◆ Written task
Render the records below as a numbered list, from the line with "the beach chair" to the line with "(320, 1009)", both included. Leave out any blank lines.

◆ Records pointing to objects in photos
********

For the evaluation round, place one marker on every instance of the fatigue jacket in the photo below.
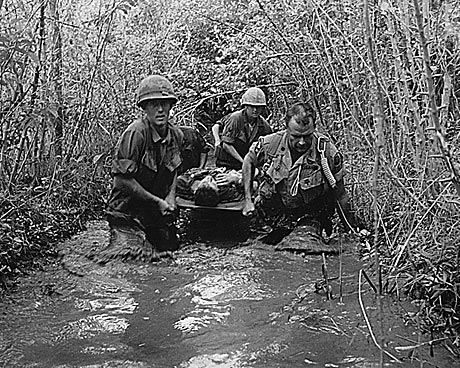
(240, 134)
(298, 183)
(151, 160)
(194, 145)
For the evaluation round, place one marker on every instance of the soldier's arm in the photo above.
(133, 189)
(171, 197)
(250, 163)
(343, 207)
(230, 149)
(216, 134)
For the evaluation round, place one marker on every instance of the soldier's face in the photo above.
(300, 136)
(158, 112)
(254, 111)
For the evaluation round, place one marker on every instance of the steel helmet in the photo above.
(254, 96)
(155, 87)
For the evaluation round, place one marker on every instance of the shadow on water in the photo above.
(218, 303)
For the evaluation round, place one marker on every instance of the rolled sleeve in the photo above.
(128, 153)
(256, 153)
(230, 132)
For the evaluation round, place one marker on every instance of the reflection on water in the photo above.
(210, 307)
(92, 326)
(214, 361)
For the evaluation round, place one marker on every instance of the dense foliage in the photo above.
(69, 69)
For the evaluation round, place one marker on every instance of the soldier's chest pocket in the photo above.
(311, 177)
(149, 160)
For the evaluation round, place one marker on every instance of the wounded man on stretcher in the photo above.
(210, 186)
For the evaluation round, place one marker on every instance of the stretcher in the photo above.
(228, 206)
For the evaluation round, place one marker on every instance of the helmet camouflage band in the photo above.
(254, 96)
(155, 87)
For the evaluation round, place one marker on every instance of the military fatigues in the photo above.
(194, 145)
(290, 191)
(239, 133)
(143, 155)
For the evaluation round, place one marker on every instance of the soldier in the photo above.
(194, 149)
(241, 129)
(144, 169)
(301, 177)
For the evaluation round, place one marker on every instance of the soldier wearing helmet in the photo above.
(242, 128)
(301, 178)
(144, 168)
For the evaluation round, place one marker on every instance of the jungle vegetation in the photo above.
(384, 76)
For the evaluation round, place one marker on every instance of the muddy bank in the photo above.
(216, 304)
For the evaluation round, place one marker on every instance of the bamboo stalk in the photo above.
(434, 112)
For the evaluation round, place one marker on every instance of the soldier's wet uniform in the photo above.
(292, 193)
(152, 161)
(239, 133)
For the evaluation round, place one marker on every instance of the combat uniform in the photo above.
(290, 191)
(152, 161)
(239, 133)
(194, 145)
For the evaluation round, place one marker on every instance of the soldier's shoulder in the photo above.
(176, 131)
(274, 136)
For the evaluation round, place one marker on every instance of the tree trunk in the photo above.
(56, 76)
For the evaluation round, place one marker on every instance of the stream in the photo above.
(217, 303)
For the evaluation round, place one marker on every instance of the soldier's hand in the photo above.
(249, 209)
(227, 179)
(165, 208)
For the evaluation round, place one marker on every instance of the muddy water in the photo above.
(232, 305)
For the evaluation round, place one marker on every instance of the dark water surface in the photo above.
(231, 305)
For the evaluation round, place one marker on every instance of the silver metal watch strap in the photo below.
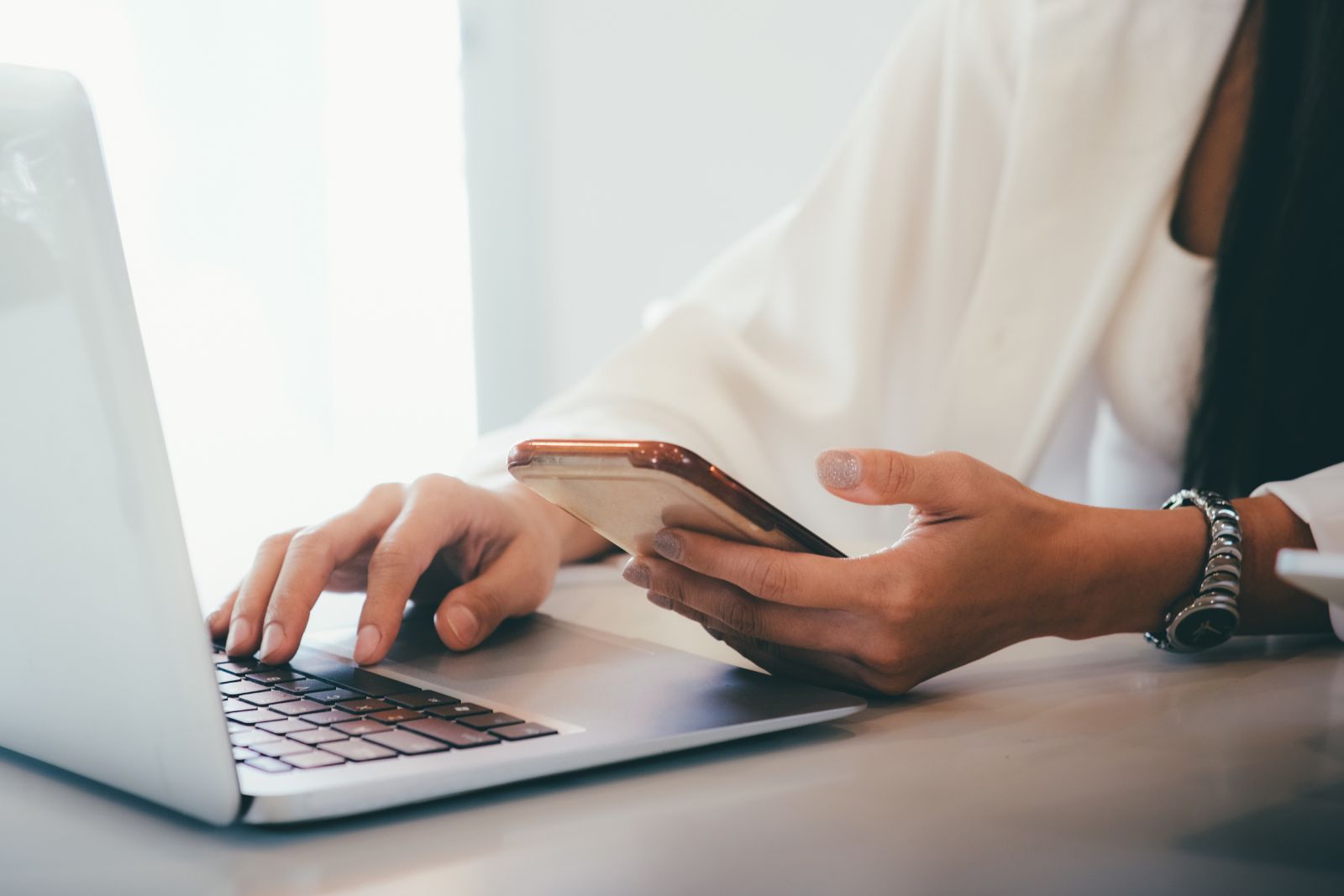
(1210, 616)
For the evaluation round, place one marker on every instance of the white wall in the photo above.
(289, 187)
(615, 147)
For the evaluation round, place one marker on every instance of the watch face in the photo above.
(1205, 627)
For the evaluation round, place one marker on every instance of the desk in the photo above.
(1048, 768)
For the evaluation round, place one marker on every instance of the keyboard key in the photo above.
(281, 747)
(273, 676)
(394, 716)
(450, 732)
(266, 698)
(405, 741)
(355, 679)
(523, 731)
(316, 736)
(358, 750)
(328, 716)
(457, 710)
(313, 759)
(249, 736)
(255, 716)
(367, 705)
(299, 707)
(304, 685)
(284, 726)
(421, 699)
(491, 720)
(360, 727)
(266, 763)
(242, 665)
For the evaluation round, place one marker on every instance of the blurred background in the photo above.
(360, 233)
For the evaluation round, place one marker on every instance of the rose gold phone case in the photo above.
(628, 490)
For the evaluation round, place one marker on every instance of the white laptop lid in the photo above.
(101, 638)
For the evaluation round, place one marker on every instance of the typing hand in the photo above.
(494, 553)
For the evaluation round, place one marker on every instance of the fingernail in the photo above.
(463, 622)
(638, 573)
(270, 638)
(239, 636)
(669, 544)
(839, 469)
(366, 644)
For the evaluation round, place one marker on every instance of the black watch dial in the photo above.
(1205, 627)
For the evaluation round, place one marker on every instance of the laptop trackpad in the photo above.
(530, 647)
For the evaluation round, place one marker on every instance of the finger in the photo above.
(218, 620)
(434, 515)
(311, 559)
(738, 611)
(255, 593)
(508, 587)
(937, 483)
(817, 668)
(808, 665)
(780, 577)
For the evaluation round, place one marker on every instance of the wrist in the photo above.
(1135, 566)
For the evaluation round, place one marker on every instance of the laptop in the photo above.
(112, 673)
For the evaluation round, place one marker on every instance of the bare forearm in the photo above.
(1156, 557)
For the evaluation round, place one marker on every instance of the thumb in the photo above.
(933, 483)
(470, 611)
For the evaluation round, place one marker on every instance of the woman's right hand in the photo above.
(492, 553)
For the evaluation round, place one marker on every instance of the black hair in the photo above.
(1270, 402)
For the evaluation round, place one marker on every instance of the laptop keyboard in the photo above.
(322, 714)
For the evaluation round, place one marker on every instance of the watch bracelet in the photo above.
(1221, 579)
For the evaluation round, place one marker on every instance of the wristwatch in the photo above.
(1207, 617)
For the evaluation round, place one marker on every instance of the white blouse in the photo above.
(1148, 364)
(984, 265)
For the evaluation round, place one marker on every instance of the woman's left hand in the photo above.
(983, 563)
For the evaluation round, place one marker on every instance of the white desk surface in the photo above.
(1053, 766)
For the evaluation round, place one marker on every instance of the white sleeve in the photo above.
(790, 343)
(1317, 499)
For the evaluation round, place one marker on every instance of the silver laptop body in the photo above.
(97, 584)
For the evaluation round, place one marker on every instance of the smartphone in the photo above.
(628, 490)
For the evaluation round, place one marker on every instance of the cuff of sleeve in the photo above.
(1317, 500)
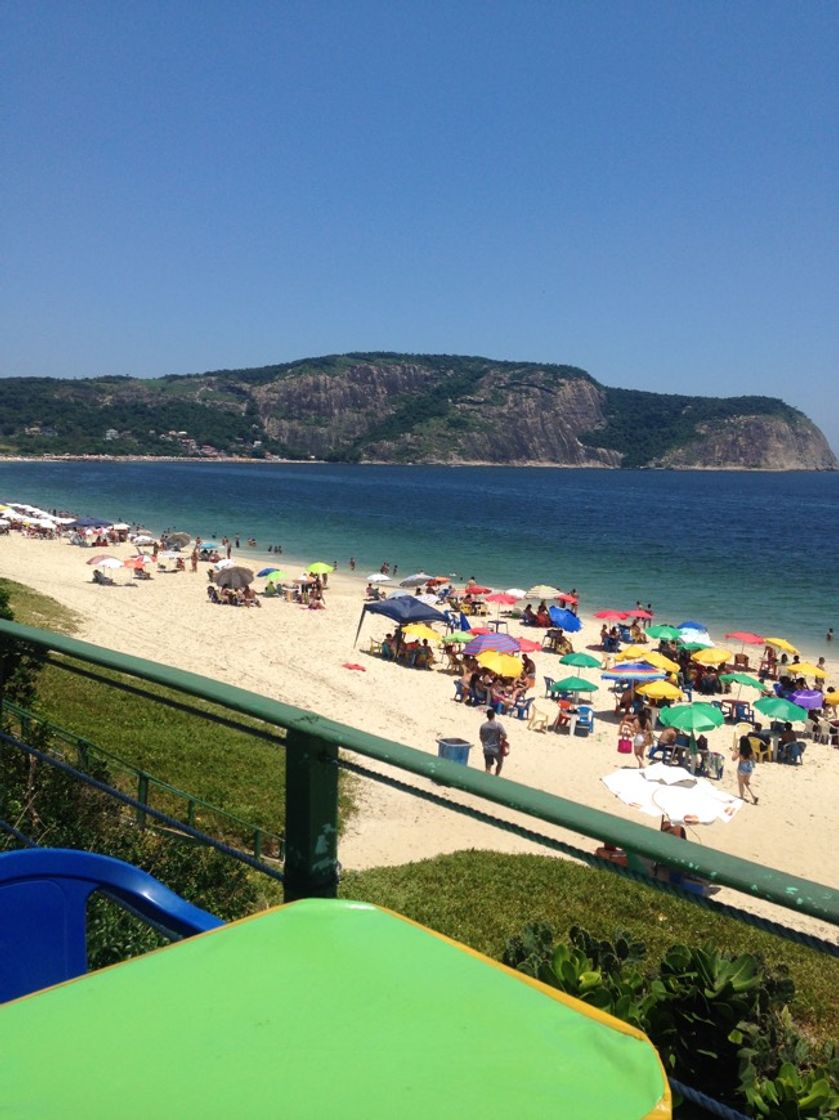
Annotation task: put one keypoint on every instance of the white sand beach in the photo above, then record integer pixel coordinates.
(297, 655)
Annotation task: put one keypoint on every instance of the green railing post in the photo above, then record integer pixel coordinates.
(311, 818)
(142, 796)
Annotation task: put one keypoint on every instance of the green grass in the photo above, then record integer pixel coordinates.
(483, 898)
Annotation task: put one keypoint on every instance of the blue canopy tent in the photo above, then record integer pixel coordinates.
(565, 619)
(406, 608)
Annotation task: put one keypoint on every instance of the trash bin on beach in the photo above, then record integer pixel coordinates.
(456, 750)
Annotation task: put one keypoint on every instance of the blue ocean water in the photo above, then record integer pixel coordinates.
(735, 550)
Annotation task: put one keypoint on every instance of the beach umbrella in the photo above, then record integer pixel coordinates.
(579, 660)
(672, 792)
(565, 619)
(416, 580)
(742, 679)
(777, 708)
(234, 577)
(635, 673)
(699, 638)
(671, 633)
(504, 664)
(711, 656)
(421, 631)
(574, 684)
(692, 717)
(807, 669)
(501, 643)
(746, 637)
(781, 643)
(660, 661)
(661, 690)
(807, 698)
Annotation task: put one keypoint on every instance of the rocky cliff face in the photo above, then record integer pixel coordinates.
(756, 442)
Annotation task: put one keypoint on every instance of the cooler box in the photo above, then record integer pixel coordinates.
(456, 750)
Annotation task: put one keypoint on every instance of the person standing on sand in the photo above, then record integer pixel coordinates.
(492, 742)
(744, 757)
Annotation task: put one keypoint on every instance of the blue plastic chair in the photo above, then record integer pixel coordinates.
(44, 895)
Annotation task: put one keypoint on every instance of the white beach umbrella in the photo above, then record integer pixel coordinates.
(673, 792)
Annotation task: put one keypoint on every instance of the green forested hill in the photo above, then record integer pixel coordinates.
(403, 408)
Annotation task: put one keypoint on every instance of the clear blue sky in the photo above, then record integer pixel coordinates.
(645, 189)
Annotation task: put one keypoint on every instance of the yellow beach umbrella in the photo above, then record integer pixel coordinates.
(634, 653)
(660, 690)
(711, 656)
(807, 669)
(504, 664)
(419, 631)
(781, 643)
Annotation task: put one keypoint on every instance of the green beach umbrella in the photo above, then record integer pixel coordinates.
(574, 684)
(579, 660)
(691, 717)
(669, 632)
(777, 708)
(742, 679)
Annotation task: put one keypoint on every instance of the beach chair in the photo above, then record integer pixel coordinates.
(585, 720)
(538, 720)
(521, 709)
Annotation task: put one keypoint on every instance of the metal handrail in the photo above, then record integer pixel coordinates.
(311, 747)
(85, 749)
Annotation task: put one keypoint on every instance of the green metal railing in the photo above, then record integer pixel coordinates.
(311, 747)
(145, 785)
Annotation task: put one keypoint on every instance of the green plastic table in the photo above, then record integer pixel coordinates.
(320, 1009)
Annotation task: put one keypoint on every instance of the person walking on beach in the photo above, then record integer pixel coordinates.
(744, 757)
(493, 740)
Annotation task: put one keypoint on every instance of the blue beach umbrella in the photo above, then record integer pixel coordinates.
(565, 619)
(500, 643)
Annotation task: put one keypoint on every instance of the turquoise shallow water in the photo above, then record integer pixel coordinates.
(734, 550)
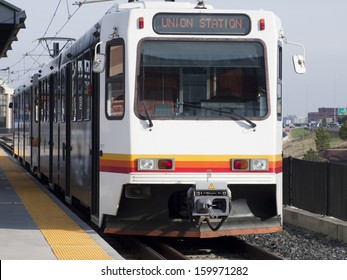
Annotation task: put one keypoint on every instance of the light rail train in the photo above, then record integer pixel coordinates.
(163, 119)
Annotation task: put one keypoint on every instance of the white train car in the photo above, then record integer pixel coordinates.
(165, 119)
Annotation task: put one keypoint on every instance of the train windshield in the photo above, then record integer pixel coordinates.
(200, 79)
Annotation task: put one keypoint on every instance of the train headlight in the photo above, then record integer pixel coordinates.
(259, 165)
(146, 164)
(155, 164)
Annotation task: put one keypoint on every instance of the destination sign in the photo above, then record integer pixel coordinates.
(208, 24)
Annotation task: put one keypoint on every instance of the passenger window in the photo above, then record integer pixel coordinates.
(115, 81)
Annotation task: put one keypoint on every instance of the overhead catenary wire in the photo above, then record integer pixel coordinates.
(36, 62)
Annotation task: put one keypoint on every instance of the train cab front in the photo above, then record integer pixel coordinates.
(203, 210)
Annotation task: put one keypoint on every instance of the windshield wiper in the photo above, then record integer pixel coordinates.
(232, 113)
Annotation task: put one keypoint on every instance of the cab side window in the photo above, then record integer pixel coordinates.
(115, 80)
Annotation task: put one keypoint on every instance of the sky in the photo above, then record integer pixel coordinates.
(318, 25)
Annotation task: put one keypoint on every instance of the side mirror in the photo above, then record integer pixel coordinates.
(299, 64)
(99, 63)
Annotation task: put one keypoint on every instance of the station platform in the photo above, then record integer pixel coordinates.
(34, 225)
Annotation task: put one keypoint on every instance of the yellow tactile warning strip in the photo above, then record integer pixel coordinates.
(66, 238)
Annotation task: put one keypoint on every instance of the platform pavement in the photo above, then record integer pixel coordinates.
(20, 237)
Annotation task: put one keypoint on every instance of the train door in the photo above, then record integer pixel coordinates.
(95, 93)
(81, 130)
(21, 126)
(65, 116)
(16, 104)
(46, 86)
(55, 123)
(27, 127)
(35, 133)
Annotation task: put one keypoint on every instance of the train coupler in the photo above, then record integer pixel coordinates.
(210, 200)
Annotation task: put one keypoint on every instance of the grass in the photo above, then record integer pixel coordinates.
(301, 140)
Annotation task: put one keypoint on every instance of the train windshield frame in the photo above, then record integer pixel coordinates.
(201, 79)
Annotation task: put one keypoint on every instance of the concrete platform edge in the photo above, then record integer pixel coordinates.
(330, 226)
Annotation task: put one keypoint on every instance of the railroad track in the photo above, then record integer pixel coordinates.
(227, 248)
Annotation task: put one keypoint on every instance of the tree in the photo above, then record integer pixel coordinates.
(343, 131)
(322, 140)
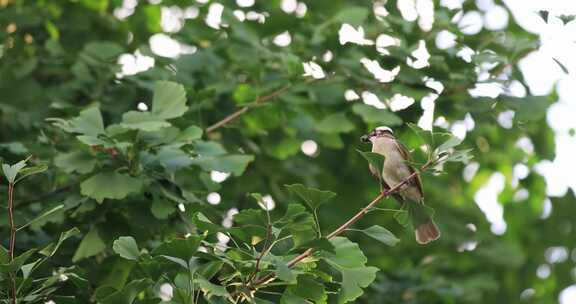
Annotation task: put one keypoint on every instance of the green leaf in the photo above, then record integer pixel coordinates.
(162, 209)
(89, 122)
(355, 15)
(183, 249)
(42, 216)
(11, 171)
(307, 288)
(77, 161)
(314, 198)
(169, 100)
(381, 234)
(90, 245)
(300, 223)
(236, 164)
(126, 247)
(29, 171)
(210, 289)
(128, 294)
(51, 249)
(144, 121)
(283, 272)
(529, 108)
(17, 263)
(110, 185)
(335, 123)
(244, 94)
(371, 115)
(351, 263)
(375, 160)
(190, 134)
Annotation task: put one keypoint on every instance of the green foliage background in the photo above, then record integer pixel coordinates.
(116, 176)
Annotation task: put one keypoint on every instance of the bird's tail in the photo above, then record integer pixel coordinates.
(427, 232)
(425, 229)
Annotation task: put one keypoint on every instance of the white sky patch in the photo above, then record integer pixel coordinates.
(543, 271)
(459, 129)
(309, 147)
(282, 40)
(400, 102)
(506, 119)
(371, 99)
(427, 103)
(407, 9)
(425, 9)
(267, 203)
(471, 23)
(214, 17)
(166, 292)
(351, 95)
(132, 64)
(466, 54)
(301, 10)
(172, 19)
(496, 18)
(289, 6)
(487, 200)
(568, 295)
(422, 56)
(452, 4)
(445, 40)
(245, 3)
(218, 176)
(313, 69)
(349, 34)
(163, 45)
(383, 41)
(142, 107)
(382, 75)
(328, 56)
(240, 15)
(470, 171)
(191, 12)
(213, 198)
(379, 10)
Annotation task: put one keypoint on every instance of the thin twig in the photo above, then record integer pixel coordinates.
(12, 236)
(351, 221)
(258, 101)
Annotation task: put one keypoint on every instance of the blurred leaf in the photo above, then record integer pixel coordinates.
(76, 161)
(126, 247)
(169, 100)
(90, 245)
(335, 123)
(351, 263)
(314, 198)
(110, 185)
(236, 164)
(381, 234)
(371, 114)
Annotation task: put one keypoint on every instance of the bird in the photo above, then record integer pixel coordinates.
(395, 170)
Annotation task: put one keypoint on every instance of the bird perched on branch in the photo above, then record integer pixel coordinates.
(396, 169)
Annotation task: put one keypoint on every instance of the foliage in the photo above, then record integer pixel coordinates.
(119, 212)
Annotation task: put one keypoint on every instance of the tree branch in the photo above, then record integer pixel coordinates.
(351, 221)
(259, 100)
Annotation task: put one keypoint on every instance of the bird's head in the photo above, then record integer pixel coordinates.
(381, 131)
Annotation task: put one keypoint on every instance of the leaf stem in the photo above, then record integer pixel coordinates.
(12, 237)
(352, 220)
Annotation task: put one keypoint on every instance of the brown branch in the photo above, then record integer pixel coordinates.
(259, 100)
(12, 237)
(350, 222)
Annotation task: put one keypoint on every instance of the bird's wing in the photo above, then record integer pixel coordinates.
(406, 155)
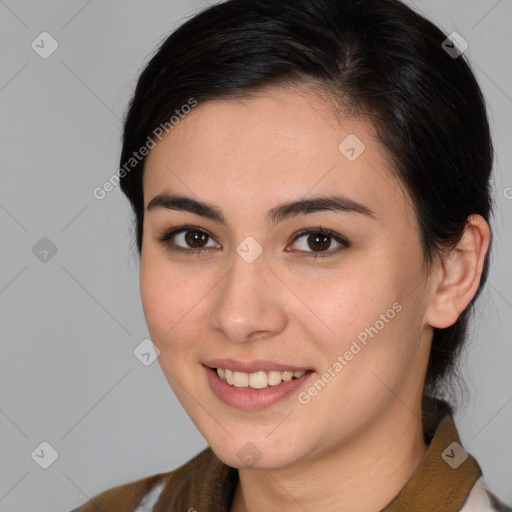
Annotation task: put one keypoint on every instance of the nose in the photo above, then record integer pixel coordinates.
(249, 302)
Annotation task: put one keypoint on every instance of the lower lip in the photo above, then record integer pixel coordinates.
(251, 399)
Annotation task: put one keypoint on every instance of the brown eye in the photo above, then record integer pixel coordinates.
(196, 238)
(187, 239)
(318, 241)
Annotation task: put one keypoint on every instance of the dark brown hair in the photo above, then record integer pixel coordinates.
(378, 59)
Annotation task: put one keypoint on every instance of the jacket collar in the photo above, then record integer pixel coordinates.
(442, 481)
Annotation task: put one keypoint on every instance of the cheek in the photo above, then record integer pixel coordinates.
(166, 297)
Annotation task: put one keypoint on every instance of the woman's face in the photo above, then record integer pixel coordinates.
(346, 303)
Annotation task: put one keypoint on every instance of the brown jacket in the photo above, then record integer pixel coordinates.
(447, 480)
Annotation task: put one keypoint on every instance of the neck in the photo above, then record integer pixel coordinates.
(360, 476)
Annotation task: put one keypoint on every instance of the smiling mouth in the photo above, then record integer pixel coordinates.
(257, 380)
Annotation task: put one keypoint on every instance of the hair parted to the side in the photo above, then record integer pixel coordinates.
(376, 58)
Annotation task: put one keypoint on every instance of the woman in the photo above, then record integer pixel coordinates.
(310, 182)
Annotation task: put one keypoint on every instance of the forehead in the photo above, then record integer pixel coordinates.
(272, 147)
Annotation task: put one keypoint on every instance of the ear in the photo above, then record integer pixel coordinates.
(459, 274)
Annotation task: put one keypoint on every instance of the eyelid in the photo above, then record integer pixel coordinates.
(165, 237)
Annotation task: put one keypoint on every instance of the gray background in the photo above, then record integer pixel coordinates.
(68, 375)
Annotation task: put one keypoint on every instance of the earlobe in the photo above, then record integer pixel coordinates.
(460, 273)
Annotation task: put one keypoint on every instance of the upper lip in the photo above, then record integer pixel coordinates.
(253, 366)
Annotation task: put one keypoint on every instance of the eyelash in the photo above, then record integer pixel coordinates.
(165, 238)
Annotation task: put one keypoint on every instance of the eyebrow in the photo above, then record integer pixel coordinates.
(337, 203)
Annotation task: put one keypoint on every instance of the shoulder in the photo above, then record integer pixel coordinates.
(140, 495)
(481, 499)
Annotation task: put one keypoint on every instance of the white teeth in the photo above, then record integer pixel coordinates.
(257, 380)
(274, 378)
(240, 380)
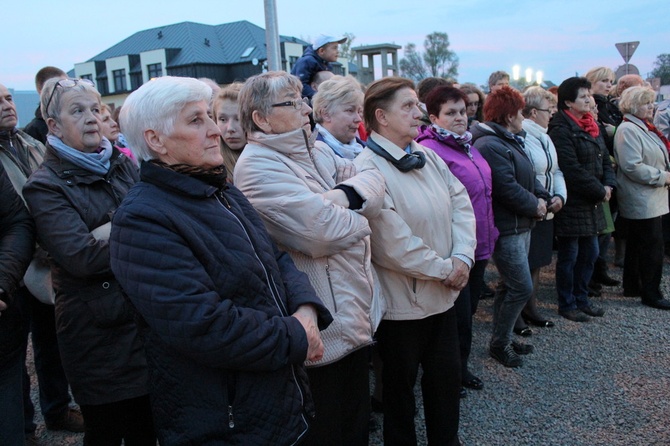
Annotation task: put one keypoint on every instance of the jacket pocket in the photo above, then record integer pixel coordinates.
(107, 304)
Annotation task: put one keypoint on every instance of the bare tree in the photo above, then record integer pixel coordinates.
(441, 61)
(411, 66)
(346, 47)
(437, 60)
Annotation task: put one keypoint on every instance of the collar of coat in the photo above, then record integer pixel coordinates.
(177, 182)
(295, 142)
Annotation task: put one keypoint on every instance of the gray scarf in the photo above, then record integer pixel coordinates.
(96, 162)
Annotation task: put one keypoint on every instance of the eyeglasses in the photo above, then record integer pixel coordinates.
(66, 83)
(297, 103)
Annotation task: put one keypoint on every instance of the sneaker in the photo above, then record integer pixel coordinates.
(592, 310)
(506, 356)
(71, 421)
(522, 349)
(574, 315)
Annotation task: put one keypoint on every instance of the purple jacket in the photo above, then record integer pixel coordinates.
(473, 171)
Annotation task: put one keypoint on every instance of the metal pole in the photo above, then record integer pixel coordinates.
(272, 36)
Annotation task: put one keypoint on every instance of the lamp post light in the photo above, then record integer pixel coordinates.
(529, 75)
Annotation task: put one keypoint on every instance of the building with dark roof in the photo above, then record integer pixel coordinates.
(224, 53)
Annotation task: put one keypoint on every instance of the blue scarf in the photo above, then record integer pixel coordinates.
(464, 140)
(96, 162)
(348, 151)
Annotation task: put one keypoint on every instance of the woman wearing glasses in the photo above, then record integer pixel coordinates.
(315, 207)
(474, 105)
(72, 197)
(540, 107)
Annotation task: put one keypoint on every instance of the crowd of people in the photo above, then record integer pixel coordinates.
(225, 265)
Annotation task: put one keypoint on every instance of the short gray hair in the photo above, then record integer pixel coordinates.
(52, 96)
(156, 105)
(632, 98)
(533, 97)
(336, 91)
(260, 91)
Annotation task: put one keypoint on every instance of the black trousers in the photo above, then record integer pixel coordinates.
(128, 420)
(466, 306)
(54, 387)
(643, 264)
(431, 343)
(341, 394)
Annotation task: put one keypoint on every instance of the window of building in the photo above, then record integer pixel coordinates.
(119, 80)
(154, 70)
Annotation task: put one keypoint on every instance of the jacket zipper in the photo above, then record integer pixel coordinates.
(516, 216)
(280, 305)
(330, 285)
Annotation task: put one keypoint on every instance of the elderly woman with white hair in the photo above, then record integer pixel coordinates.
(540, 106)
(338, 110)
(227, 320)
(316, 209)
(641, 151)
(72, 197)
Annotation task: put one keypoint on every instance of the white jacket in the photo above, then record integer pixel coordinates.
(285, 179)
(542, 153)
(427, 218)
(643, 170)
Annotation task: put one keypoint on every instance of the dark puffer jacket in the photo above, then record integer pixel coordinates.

********

◆ The output
1. Annotation task: put one keypoint on every instance of the beach chair in the photo above, then record integer pixel coordinates.
2. (585, 720)
3. (538, 720)
4. (521, 709)
5. Annotation task: put one keypoint on every instance of the metal handrail in the photo above, then record integer pixel coordinates.
6. (311, 747)
7. (85, 749)
8. Annotation task: put one keypoint on every instance of the green metal railing in the photo above, then record integer pixel coordinates.
9. (311, 747)
10. (145, 785)
11. Annotation task: put one keypoint on every instance of the green plastic table in the photo above, then record integer pixel coordinates.
12. (320, 1009)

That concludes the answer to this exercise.